═══ SELECTION
Did I understand the article correctly in that they simply managed to reach 500 meters with wi-fi? If so, I don't see what they have actually achieved. In the early days of 802.11b I regularly connected my wifi-enabled (via dongle) Palm PDA to open networks that were sometimes hundreds of meters away, and the airport free wifi I could use from 1.5km away (at least - it could be longer, it's just that the place I frequented was that far away). The usable distance started to shrink drastically as the airways got more crowded, and as soon as you could see tens of networks at the time then suddenly the cafeteria network was only usable from inside whereas before you could use it a couple hundred meters away, across the large square.

Of course, if it's about managing that in a crowded network space.. but the article was extremely short on details.

  • altairprime 9 months ago

    No. They reached 500 meters with LoRaWAN (no 802 spec), using an 802.11g (WiFi 3) radio.

Szpadel 9 months ago

let's assume that this takes off and it will become standard addition for our WiFi devices.

Given big range of this technology, how this handle air congestion when we would have hundreds maybe thousands of devices in range?
══════
* SET EXERCISE 1:
Rescale the listing below, starting at the line that contains "Reviewer note: every instance of the blue" and stopping after the listing's final line. Reproduce every line, requests included, with each keypoint coordinate in the answers multiplied by 0.5 and rounded to a whole number, halves rounded up.
The wifi range discussion and the listing are unrelated to each other.
═══ MATERIAL PROVIDED
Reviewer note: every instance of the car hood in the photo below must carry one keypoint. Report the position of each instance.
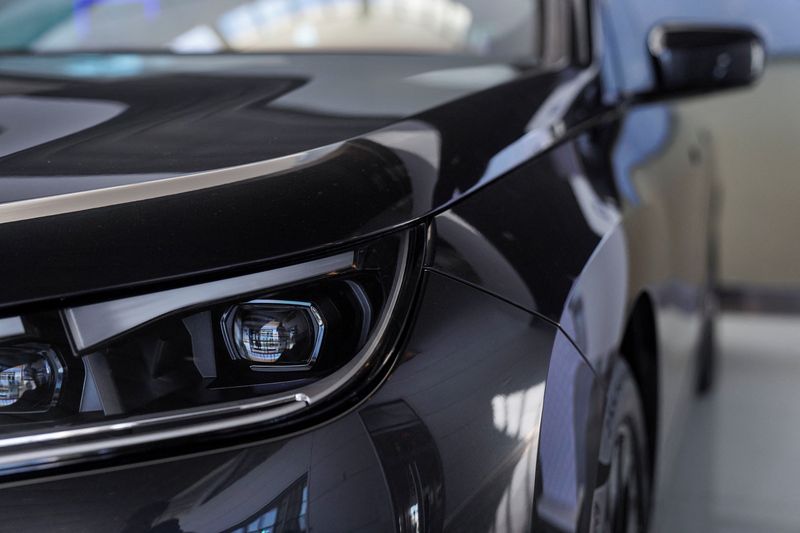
(130, 169)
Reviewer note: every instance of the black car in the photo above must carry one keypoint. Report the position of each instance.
(339, 265)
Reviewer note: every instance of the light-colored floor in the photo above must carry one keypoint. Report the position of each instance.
(739, 464)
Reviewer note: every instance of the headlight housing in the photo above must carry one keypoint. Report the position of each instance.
(249, 351)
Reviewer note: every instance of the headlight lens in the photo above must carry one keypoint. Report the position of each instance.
(242, 351)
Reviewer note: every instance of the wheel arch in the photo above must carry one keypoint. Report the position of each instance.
(639, 348)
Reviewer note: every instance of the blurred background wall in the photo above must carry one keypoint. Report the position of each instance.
(757, 137)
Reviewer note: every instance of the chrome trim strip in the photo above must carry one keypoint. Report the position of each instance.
(92, 324)
(240, 414)
(134, 192)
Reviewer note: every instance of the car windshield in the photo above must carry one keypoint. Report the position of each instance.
(476, 27)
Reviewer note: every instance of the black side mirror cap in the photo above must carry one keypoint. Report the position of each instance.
(692, 60)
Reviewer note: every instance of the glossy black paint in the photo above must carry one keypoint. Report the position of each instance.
(554, 210)
(447, 431)
(368, 183)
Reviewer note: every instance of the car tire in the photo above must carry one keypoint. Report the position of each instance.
(621, 502)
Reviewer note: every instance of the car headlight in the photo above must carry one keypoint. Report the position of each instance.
(242, 352)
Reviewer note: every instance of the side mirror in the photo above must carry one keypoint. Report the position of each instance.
(691, 60)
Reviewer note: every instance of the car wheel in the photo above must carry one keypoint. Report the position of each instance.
(622, 500)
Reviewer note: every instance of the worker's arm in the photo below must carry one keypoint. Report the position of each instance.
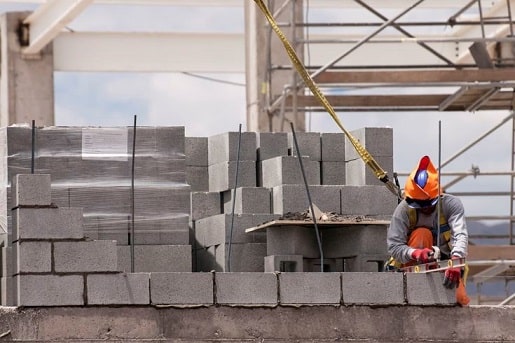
(456, 220)
(397, 236)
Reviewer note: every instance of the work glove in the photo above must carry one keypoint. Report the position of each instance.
(452, 276)
(422, 255)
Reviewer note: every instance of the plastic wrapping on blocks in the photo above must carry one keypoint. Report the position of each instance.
(92, 168)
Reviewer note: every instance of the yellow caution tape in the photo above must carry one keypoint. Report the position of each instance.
(363, 153)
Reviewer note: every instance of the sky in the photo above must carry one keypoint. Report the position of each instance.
(205, 107)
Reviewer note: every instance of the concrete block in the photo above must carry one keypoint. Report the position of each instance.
(196, 151)
(294, 198)
(309, 145)
(118, 289)
(182, 288)
(333, 147)
(47, 223)
(248, 200)
(246, 289)
(49, 290)
(357, 173)
(366, 263)
(283, 263)
(31, 190)
(222, 175)
(310, 288)
(88, 256)
(331, 265)
(373, 201)
(272, 144)
(198, 178)
(428, 289)
(225, 228)
(332, 173)
(205, 204)
(165, 230)
(33, 257)
(285, 170)
(224, 147)
(155, 258)
(377, 140)
(247, 257)
(362, 288)
(292, 240)
(352, 240)
(206, 259)
(8, 291)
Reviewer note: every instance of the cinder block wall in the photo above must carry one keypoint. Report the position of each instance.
(51, 262)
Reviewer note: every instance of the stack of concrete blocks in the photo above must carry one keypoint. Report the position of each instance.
(144, 202)
(53, 264)
(219, 224)
(271, 184)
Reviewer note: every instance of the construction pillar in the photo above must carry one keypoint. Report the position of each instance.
(26, 81)
(268, 67)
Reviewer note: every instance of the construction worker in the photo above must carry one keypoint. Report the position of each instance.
(415, 227)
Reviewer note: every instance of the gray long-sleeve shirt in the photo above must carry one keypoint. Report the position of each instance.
(454, 212)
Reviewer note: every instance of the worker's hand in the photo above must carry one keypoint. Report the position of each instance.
(452, 276)
(422, 255)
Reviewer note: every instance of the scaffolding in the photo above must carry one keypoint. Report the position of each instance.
(457, 56)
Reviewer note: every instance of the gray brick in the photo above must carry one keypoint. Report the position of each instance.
(246, 289)
(118, 289)
(196, 151)
(371, 289)
(248, 200)
(89, 256)
(376, 201)
(294, 198)
(309, 145)
(333, 147)
(216, 230)
(310, 288)
(292, 240)
(428, 289)
(352, 240)
(205, 204)
(222, 175)
(377, 140)
(224, 147)
(33, 257)
(272, 144)
(198, 178)
(155, 258)
(47, 223)
(332, 173)
(366, 262)
(357, 173)
(247, 257)
(285, 170)
(31, 189)
(49, 290)
(273, 263)
(182, 288)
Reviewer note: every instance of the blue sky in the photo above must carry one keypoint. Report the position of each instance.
(206, 108)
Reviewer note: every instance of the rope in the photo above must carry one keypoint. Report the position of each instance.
(363, 153)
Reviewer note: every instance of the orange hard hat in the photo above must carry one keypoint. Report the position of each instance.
(422, 189)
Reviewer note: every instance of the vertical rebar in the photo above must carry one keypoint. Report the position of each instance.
(132, 193)
(234, 199)
(33, 148)
(317, 232)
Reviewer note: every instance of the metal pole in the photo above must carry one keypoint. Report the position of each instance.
(317, 232)
(234, 200)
══════
* SET EXERCISE 2:
In the wifi range discussion, from how far away could the commenter use the airport free wifi?

* TASK RESULT 1:
Reviewer note: every instance of the blue sky in the photo above must carry one keypoint. Report the position of each instance.
(103, 54)
Reviewer note: every instance of the rope in the photo above must carry one keypoint. Report the position of each instance.
(182, 77)
Reviewer note: every instance of the orange hard hat in the photo above must carry one keypoint. Report the position of each instance.
(211, 95)
Reviewer note: every instance of the vertical rebar in the photo above must carry one keypoint. Report the position of each instance.
(66, 97)
(117, 100)
(17, 74)
(159, 116)
Reviewer note: every instance of the metal pole in the photo above must carry one keypoint. Report the position of each instance.
(159, 116)
(117, 100)

* TASK RESULT 2:
From 1.5 km away, at least.